Reproduce word for word, from the entries below, the line with "Locate the dirt", the line with "Locate the grass in", and every line between them, and nothing more.

*** Opening Records provided ***

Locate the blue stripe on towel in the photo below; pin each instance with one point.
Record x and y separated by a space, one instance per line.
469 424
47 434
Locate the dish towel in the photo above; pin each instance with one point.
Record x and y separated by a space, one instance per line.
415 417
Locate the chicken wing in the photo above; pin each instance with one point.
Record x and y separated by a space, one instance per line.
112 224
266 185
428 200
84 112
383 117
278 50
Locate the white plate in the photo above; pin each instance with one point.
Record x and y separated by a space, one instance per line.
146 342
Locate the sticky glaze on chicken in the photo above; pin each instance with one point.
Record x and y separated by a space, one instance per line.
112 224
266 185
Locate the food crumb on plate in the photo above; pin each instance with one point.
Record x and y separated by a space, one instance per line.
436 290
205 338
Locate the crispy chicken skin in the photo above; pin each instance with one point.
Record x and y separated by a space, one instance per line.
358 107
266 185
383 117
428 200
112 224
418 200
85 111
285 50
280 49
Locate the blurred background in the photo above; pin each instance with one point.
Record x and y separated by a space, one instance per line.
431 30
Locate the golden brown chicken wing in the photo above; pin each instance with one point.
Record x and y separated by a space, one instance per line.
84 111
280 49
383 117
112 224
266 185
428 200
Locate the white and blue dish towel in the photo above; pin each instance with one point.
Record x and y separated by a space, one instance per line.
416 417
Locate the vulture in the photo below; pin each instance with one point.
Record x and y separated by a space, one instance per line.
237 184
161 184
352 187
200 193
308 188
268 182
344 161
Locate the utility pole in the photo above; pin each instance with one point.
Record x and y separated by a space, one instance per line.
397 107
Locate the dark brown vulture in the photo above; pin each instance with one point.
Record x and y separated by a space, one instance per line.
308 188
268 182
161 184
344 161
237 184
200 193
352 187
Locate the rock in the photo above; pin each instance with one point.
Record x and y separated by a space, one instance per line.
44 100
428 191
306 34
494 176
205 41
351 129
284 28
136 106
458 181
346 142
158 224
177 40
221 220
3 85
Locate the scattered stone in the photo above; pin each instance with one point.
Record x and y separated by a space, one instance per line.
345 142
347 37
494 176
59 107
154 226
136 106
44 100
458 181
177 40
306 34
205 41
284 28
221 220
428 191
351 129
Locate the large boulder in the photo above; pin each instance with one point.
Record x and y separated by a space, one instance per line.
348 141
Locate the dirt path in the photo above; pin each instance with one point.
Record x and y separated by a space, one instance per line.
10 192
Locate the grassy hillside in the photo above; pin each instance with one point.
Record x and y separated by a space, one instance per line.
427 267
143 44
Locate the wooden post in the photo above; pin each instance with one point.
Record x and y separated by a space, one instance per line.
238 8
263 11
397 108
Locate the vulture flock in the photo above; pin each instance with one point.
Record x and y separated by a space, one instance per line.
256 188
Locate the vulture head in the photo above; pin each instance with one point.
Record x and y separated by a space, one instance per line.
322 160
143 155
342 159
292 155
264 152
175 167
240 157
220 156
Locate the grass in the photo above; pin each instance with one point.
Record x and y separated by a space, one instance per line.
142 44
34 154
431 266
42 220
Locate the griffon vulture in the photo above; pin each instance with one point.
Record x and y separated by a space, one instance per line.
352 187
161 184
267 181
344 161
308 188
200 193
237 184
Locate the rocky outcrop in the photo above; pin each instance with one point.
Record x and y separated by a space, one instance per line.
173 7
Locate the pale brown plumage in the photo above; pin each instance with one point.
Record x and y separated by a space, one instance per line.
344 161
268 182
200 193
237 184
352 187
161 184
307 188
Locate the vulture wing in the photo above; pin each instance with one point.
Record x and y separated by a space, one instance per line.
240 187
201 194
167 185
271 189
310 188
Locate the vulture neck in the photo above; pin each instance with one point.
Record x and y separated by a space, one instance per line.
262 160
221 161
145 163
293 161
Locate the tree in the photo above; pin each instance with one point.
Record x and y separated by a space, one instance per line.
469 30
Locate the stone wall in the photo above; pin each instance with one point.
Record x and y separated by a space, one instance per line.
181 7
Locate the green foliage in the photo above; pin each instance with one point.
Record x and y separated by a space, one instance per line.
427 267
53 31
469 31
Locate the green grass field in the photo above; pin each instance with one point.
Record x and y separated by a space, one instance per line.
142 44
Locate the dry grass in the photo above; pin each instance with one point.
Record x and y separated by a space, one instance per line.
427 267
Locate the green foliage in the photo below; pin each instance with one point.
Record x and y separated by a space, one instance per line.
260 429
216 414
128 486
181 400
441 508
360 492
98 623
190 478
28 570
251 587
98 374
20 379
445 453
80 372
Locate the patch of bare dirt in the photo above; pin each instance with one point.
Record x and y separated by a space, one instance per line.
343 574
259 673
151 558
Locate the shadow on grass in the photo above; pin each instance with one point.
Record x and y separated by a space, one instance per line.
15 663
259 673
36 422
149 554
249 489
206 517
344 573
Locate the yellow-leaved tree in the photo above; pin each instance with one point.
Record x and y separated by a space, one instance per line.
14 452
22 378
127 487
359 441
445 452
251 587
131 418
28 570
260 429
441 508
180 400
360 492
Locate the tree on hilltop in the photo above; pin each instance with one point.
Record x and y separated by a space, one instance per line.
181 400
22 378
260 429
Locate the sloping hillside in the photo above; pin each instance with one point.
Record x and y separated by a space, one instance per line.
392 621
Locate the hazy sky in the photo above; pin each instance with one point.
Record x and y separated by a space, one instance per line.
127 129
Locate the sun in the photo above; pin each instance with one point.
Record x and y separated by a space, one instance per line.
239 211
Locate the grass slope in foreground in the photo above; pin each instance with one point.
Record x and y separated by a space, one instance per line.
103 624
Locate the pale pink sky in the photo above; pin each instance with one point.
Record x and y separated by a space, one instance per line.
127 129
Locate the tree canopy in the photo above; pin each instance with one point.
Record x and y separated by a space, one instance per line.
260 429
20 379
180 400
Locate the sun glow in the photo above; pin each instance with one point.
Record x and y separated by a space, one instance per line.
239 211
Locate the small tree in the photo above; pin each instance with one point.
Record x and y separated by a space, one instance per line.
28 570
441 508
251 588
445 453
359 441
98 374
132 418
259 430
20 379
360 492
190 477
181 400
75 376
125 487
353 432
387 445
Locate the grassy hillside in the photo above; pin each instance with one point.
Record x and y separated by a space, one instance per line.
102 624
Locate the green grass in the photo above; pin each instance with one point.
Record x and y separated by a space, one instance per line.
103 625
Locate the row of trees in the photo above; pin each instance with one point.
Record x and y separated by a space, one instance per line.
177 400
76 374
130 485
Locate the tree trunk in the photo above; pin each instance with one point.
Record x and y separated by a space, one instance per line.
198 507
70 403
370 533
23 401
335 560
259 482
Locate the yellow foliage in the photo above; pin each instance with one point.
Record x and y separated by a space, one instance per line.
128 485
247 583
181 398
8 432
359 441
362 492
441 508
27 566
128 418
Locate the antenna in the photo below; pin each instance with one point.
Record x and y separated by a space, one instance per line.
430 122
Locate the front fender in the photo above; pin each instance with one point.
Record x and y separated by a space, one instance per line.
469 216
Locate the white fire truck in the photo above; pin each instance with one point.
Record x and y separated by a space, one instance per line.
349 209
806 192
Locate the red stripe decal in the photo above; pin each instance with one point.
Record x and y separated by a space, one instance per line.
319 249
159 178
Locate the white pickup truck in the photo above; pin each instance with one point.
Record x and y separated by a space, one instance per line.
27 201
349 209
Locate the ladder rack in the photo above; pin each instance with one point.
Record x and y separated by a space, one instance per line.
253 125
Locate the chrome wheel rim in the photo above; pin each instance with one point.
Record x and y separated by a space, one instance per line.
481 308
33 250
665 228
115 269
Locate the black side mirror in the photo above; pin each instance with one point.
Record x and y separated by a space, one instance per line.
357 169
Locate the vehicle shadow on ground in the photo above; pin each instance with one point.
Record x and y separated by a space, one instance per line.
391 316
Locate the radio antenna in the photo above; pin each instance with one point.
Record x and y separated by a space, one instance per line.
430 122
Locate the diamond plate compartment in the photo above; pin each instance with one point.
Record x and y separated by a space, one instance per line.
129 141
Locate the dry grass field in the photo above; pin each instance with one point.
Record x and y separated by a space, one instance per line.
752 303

*** Closing Records provided ***

> Solution
Locate the dirt path in the photo above; pin each instance with one point.
Record x and y separated by a space, one instance per line.
10 192
Locate the grassy hillside in the photo above; pin each instance with one point.
Record x and y separated by a space, one instance per line.
427 267
143 44
Locate the wooden post in the photo above; pin each instance with one point.
Record x and y separated by a space, one instance per line.
238 8
263 11
397 108
Locate the vulture flock in the photo above; pin each instance with one point.
Record x and y separated by a space, one instance per line.
256 188
Locate the vulture head in the photo above; pin each instance with one point.
Record x and y separated by a space, one instance per line.
322 160
143 155
342 159
292 155
264 152
175 167
240 157
220 156
Locate the grass in the photo above; pin each instance with one point.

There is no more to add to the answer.